# [Given exercise]
Pick out each line in the items below that contains the word "statue" and copy those lines.

Data entries
########################################

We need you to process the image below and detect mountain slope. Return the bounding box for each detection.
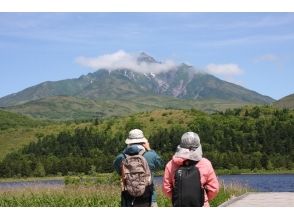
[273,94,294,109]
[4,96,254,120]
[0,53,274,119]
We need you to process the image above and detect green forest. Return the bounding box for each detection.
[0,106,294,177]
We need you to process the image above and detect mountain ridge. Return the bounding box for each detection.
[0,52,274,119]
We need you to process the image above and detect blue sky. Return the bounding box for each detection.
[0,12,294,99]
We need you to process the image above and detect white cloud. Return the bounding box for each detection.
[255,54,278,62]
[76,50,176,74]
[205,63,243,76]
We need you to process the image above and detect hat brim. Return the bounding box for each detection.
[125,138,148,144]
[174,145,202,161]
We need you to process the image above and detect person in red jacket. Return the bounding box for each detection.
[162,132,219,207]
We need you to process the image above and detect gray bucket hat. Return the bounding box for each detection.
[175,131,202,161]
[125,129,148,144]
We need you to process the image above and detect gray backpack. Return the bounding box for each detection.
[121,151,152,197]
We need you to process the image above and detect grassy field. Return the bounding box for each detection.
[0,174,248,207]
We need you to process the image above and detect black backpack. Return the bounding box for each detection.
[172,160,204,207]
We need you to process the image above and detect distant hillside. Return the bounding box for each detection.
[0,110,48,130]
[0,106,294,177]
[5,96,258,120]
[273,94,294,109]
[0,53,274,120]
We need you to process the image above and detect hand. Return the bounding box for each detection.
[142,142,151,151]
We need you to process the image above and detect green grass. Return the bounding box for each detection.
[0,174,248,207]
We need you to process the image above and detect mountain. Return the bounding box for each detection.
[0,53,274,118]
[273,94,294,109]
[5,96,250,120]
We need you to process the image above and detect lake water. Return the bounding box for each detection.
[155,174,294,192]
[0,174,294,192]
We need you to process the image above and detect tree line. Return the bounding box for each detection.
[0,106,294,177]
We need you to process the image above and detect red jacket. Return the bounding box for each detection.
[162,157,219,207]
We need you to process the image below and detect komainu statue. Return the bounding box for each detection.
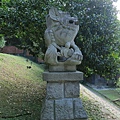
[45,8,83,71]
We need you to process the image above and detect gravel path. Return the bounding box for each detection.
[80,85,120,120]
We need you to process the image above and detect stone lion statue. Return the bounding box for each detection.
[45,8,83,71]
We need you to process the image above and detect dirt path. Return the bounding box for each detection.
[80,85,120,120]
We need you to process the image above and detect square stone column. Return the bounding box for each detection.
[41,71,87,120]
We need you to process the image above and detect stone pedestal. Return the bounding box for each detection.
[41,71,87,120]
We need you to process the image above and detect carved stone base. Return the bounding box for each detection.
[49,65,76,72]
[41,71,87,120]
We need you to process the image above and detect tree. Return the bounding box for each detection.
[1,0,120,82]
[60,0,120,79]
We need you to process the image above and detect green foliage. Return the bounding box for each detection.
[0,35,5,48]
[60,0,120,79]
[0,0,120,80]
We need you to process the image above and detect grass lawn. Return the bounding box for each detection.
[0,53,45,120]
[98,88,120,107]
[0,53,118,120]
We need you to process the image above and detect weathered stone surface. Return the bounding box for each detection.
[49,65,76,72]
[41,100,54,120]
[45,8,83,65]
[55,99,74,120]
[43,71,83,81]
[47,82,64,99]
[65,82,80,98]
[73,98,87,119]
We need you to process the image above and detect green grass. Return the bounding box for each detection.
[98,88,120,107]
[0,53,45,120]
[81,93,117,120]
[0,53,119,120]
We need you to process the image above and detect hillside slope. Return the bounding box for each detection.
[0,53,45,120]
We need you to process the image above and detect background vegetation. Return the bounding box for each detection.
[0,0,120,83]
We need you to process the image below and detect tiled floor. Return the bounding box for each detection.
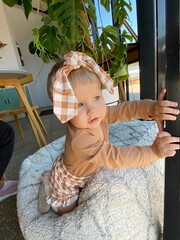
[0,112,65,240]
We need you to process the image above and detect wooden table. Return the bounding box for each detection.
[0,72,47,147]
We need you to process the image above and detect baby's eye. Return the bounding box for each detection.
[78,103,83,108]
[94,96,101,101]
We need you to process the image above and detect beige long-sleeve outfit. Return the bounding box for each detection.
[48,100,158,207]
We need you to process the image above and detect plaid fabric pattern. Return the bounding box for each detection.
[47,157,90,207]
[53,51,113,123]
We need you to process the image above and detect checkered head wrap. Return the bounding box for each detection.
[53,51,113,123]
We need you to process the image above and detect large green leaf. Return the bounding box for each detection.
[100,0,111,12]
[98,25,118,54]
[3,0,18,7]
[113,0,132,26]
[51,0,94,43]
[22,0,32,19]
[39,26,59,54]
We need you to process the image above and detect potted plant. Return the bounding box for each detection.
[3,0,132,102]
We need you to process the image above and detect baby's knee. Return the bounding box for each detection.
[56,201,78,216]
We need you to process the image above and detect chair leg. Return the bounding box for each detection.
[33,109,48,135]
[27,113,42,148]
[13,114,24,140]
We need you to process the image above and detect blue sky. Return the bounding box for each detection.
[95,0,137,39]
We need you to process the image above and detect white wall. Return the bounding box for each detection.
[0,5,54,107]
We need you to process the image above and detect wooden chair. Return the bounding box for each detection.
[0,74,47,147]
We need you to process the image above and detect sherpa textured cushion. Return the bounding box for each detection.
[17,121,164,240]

########################################

# [Solution to this problem]
We need you to process the image below and detect komainu statue. Return the bounding box for each detection.
We need you to process the image above and detect stone lion statue. Return the bounding box for each detection.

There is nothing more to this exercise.